● **THE EXERCISE**: Copy out word for word every line from the one containing "for the dark" through the last line of the records, including both of those lines.

+-------+

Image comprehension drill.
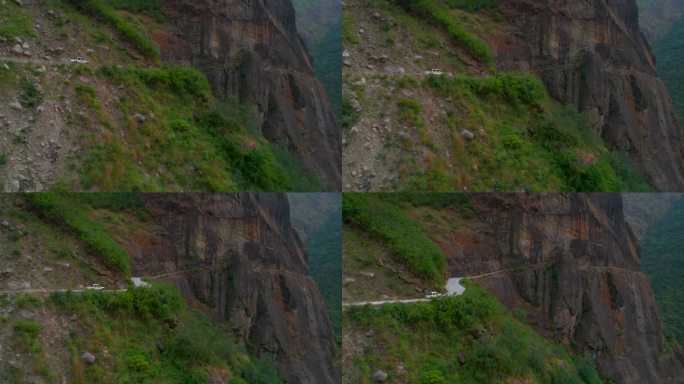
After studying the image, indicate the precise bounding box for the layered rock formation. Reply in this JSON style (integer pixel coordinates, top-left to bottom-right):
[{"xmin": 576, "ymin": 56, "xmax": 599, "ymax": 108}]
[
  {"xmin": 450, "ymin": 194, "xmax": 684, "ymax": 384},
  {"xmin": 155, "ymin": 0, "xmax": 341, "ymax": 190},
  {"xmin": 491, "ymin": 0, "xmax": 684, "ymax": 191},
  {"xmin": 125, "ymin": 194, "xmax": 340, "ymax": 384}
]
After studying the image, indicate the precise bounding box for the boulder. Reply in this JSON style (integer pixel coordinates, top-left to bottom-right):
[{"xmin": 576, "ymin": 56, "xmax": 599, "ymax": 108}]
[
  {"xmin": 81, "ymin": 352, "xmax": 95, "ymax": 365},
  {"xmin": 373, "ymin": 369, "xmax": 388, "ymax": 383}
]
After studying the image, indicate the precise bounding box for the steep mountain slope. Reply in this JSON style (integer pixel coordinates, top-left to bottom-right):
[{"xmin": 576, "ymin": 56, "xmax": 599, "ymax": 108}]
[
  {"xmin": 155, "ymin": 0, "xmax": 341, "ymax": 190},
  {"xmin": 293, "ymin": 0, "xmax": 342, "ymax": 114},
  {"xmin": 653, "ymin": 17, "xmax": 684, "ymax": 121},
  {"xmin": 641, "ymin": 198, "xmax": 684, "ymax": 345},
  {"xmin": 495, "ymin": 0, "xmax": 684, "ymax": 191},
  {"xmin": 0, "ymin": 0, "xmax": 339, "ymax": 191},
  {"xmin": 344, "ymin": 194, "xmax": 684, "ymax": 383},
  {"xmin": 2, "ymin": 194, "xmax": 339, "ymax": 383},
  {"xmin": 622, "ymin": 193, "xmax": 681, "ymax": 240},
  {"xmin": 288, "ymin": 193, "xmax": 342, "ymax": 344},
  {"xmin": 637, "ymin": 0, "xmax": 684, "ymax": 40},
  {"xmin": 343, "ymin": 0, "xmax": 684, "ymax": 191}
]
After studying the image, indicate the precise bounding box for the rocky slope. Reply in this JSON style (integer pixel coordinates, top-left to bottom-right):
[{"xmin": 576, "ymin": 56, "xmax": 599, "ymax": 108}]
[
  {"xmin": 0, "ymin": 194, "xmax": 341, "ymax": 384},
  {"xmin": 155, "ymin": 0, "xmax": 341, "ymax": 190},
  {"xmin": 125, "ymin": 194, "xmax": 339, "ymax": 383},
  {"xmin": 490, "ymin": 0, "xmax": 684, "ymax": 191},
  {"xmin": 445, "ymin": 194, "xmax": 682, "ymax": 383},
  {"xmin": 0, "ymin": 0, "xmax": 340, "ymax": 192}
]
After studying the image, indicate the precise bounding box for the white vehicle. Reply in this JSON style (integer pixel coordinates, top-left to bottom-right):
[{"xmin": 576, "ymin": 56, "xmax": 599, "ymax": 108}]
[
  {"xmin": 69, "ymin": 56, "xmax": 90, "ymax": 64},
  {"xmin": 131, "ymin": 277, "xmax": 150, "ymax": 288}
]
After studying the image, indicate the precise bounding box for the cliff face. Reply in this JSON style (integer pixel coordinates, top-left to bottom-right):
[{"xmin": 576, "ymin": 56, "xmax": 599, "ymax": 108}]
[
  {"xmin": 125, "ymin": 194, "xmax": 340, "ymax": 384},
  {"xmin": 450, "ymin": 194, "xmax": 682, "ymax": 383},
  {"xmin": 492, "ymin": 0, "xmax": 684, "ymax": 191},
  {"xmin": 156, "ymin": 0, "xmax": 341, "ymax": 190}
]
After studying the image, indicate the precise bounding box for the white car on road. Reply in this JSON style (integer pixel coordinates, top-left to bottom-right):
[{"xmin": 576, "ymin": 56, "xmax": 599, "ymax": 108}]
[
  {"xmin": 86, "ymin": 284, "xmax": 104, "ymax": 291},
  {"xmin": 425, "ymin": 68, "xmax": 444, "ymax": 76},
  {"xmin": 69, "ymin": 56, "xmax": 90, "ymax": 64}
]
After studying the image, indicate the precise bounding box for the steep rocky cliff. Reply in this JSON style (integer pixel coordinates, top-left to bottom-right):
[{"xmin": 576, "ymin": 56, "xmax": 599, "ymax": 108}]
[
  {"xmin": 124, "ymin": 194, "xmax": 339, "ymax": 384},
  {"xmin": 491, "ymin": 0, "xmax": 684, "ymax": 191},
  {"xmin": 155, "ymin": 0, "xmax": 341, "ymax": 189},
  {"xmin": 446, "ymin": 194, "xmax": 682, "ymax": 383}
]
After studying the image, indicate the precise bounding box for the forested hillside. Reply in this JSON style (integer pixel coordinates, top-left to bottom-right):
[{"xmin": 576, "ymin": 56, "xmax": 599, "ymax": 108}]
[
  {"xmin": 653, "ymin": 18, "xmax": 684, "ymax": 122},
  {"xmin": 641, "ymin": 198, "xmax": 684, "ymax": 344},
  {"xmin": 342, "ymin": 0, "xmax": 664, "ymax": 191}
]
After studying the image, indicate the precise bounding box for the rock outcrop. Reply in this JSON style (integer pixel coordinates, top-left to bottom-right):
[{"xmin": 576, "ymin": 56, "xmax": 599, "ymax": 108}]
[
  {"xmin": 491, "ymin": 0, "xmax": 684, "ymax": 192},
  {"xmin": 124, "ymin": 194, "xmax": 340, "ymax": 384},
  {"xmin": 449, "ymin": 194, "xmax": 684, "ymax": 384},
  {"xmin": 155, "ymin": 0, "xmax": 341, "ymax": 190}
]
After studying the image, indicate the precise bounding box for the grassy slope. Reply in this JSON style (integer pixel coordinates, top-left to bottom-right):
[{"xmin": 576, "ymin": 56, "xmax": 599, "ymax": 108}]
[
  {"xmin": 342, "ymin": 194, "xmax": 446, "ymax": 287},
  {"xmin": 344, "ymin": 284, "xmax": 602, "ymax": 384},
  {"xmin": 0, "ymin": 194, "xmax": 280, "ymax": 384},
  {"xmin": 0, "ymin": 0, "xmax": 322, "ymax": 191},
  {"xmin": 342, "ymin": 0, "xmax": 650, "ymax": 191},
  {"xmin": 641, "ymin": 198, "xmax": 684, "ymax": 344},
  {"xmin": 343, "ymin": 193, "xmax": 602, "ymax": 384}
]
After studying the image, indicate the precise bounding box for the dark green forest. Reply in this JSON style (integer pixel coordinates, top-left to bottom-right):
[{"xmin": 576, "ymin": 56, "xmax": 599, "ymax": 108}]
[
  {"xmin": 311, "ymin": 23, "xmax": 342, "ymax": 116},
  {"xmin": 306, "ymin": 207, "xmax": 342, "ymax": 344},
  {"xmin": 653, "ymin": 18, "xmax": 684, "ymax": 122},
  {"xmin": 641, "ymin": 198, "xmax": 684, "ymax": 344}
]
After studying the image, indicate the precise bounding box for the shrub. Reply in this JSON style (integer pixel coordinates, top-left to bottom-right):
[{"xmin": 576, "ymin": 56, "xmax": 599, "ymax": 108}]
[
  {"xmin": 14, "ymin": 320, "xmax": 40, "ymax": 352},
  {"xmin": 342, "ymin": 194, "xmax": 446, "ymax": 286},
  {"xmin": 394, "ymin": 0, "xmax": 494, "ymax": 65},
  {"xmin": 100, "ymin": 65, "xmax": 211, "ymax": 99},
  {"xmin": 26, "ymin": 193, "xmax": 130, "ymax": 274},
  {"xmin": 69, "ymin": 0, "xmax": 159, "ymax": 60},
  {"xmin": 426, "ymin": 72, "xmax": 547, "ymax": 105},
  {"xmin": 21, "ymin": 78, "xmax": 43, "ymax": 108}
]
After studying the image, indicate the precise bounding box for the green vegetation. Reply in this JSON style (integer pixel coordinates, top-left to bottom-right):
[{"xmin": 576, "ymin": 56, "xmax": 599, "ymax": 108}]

+-------+

● **OUTPUT FOR THIS EXERCISE**:
After studying the image, indicate the precise bounding box for the dark green forest. Reply in this JSON style (integer pixel coordinates, top-left to bottom-right):
[{"xmin": 576, "ymin": 56, "xmax": 599, "ymax": 108}]
[
  {"xmin": 311, "ymin": 23, "xmax": 342, "ymax": 116},
  {"xmin": 306, "ymin": 207, "xmax": 342, "ymax": 344},
  {"xmin": 653, "ymin": 18, "xmax": 684, "ymax": 122},
  {"xmin": 641, "ymin": 198, "xmax": 684, "ymax": 344}
]
After studying the image, indicate the precise bounding box for the shrub. Reply in this JSON style (integer pixel coordinates, top-left to bottom-right):
[{"xmin": 576, "ymin": 56, "xmax": 599, "ymax": 108}]
[
  {"xmin": 14, "ymin": 320, "xmax": 40, "ymax": 352},
  {"xmin": 342, "ymin": 194, "xmax": 446, "ymax": 286},
  {"xmin": 394, "ymin": 0, "xmax": 494, "ymax": 65},
  {"xmin": 100, "ymin": 65, "xmax": 211, "ymax": 99},
  {"xmin": 26, "ymin": 193, "xmax": 130, "ymax": 274},
  {"xmin": 69, "ymin": 0, "xmax": 159, "ymax": 60},
  {"xmin": 426, "ymin": 72, "xmax": 547, "ymax": 105},
  {"xmin": 21, "ymin": 78, "xmax": 43, "ymax": 108}
]
After studying the image, indicate the precise bounding box for the green vegetation. Reply in this JSON style (integer pixel coordinates, top-left to bottom-right):
[{"xmin": 576, "ymin": 56, "xmax": 599, "ymax": 108}]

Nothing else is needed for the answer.